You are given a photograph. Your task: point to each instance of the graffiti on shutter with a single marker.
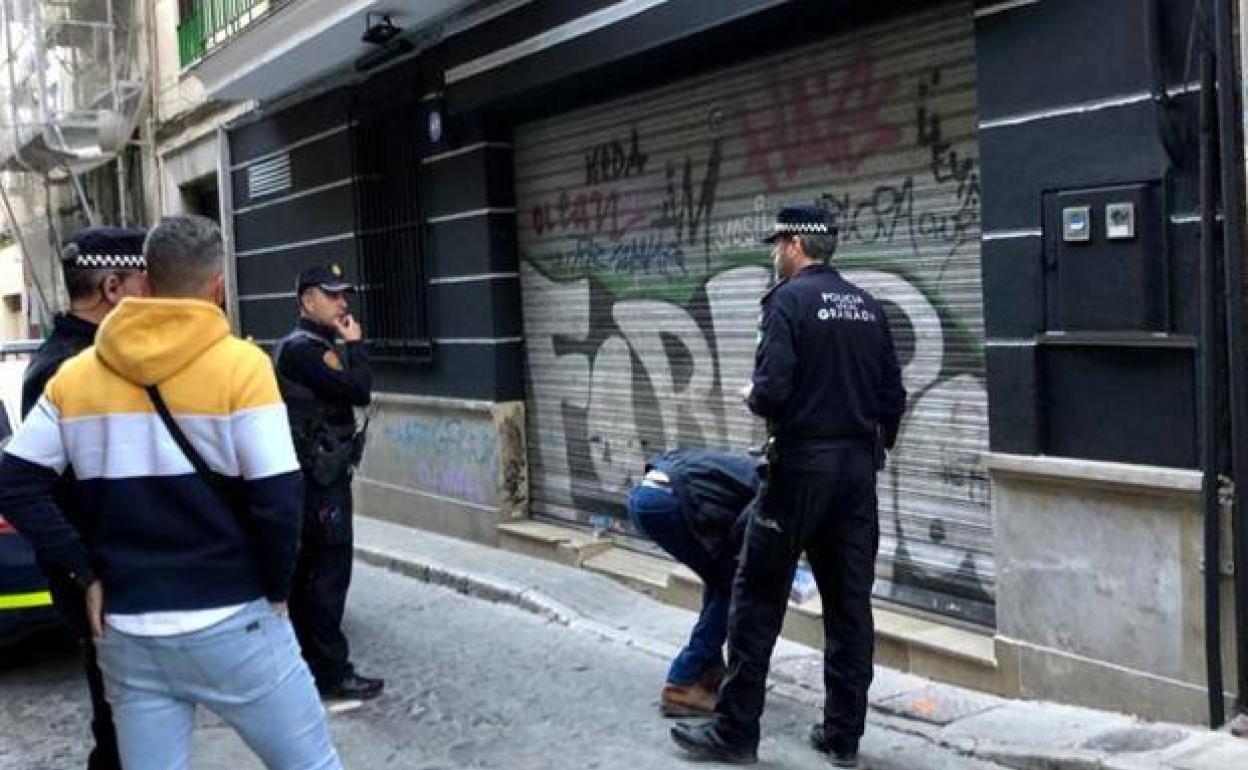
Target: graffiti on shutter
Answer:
(639, 227)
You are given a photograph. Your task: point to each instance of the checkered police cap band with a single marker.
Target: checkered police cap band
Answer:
(110, 262)
(785, 229)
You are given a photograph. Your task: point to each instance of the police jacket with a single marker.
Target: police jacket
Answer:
(825, 368)
(70, 336)
(321, 381)
(714, 489)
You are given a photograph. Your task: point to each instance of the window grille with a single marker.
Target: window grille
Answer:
(390, 232)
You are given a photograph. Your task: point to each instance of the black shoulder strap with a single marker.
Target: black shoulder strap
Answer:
(187, 448)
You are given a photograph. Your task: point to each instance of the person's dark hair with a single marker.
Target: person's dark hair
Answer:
(84, 283)
(182, 253)
(820, 247)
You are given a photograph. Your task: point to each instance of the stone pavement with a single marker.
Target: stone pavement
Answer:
(1018, 734)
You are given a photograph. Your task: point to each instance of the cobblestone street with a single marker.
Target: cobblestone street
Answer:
(471, 684)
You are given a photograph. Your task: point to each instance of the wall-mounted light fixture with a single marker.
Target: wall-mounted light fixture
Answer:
(382, 33)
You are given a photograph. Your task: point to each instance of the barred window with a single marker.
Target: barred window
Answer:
(390, 232)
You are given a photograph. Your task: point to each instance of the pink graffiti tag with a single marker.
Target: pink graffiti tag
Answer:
(819, 119)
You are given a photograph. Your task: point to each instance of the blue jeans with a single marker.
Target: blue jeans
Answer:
(658, 513)
(246, 669)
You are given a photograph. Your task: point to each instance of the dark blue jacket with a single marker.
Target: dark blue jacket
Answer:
(825, 368)
(714, 488)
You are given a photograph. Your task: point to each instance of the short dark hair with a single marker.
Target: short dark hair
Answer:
(182, 252)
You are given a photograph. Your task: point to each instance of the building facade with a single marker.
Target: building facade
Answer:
(553, 209)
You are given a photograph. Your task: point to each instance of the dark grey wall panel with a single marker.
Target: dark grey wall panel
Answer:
(487, 372)
(1085, 53)
(1014, 399)
(276, 271)
(675, 39)
(514, 26)
(1014, 302)
(1112, 146)
(262, 132)
(473, 245)
(1133, 406)
(316, 216)
(1063, 105)
(321, 162)
(468, 181)
(478, 308)
(1184, 277)
(268, 318)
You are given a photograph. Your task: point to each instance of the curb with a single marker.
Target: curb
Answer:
(541, 604)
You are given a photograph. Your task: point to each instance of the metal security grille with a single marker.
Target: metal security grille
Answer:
(642, 271)
(268, 177)
(390, 232)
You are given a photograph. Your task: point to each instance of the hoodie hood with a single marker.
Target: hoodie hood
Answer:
(149, 341)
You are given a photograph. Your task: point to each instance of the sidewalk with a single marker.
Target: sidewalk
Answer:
(1017, 734)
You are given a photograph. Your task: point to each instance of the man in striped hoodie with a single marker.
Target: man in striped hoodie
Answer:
(187, 573)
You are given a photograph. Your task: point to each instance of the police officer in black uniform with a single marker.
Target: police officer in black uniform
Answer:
(693, 503)
(323, 373)
(828, 382)
(101, 267)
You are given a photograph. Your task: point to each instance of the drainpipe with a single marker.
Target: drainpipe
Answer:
(1211, 363)
(1232, 152)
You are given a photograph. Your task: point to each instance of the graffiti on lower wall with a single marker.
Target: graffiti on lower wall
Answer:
(448, 456)
(642, 282)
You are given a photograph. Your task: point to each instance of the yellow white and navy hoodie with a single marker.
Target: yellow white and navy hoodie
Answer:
(157, 536)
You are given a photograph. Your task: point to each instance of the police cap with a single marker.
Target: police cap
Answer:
(326, 277)
(104, 247)
(801, 220)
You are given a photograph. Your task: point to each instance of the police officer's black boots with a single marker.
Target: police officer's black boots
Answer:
(353, 687)
(843, 750)
(703, 741)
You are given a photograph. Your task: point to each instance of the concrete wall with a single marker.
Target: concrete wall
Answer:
(185, 121)
(1101, 590)
(449, 466)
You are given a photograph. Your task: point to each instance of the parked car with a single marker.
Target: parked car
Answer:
(25, 604)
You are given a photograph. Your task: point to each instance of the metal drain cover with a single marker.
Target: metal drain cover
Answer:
(1136, 739)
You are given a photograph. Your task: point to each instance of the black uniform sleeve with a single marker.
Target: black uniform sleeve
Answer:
(775, 361)
(892, 393)
(353, 383)
(43, 366)
(28, 504)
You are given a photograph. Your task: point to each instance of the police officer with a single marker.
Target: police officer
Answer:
(323, 372)
(101, 267)
(828, 382)
(693, 504)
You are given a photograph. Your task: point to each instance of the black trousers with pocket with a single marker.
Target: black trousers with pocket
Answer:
(824, 504)
(322, 575)
(69, 600)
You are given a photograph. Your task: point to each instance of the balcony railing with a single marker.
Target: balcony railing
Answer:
(205, 25)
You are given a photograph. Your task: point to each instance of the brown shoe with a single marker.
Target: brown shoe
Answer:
(713, 677)
(687, 700)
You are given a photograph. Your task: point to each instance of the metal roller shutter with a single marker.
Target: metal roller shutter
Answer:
(638, 227)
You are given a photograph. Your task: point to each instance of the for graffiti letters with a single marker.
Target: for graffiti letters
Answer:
(820, 119)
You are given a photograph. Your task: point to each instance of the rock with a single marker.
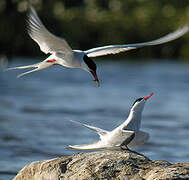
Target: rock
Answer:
(114, 165)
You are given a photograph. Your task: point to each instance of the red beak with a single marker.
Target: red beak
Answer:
(95, 77)
(147, 97)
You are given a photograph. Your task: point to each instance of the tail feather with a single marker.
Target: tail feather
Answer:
(23, 67)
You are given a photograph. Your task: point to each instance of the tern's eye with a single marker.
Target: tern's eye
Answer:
(138, 100)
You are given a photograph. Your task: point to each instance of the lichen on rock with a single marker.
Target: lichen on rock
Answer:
(110, 165)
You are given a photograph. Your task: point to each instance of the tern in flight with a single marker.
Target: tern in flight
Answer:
(124, 136)
(62, 54)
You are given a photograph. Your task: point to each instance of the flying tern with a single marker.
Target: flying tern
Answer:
(126, 135)
(62, 54)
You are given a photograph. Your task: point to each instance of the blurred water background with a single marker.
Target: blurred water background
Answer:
(35, 111)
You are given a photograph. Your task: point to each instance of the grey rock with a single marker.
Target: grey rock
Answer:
(113, 165)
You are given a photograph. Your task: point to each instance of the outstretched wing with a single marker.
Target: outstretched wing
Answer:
(114, 49)
(101, 132)
(48, 42)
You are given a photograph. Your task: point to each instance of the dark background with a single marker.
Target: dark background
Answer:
(91, 23)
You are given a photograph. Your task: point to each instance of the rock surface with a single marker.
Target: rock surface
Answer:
(114, 165)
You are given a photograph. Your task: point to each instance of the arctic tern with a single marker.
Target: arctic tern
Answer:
(124, 136)
(62, 54)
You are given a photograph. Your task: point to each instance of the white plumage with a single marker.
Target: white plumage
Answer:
(62, 54)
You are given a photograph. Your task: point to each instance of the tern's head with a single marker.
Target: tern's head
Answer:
(139, 103)
(91, 67)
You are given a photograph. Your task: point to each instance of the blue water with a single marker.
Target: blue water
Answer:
(35, 111)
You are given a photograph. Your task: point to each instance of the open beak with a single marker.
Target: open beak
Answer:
(95, 77)
(147, 97)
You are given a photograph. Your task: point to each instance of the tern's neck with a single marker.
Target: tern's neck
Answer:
(133, 121)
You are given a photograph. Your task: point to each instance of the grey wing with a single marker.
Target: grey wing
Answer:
(100, 131)
(48, 42)
(124, 137)
(114, 49)
(139, 139)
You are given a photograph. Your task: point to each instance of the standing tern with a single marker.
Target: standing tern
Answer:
(62, 54)
(126, 135)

+ + +

## What you need to do
Review the preceding data and report every line that includes the string "building".

## Expected output
You are given a photograph. Your task: point to each instance of the building facade with a single marker.
Target: building facade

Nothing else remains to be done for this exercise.